Source data -
════════════════════

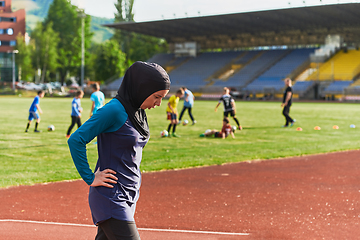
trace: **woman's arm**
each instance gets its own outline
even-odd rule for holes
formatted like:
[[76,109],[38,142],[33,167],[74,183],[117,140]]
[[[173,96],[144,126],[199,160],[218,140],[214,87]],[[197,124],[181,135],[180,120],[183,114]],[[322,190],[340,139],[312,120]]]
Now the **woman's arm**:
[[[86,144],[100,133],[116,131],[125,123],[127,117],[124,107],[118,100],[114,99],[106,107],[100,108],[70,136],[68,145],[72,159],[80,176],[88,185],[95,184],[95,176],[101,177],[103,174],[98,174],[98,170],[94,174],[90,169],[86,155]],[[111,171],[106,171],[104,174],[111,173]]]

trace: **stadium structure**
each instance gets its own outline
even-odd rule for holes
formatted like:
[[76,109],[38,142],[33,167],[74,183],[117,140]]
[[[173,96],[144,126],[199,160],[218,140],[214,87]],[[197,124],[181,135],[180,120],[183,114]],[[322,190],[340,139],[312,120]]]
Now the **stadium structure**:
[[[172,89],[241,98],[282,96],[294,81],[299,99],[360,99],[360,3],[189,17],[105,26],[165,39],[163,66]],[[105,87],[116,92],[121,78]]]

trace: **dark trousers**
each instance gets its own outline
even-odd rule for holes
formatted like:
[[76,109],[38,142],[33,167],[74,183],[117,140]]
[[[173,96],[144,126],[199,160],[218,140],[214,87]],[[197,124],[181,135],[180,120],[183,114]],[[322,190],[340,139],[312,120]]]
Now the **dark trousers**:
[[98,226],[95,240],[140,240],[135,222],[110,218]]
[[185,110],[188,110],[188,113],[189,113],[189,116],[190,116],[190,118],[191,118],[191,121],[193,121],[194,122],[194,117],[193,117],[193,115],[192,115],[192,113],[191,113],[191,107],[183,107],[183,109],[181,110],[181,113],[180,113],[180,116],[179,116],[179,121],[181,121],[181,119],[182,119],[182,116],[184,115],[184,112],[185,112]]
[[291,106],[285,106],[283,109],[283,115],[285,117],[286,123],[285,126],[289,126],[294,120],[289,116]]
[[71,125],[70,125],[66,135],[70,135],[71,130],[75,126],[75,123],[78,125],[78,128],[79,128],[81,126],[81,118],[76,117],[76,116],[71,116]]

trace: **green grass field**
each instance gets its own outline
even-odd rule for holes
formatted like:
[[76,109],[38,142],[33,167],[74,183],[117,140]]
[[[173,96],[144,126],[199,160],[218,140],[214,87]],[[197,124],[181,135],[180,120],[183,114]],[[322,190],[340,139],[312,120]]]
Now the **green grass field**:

════════════════════

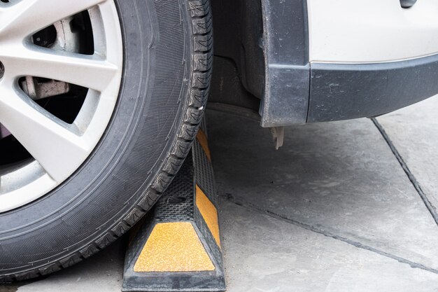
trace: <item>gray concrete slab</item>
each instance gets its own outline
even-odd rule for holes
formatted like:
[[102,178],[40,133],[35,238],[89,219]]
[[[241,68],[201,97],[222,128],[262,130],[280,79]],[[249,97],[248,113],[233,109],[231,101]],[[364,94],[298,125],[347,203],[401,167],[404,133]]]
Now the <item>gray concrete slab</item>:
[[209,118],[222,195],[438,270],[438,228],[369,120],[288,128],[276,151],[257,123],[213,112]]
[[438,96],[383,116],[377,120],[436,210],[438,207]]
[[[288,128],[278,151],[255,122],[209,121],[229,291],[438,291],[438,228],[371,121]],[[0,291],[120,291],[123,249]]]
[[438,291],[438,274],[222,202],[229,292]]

════════════════════

Problem statement -
Copy out the lines of the items word for word, starting with the line containing "trace: **dark trousers**" and going on through the line containing "[[98,226],[95,240],[140,240],[135,222],[110,218]]".

Exercise solution -
trace: **dark trousers**
each instance gets its own outline
even-odd rule for holes
formatted like:
[[76,109],[38,142],[33,167],[74,183],[117,140]]
[[[173,96],[144,126],[199,160],[218,140],[214,87]],[[197,124],[181,135],[180,120],[183,114]],[[322,190],[340,139],[312,120]]]
Now the **dark trousers**:
[[98,226],[95,240],[140,240],[135,222],[110,218]]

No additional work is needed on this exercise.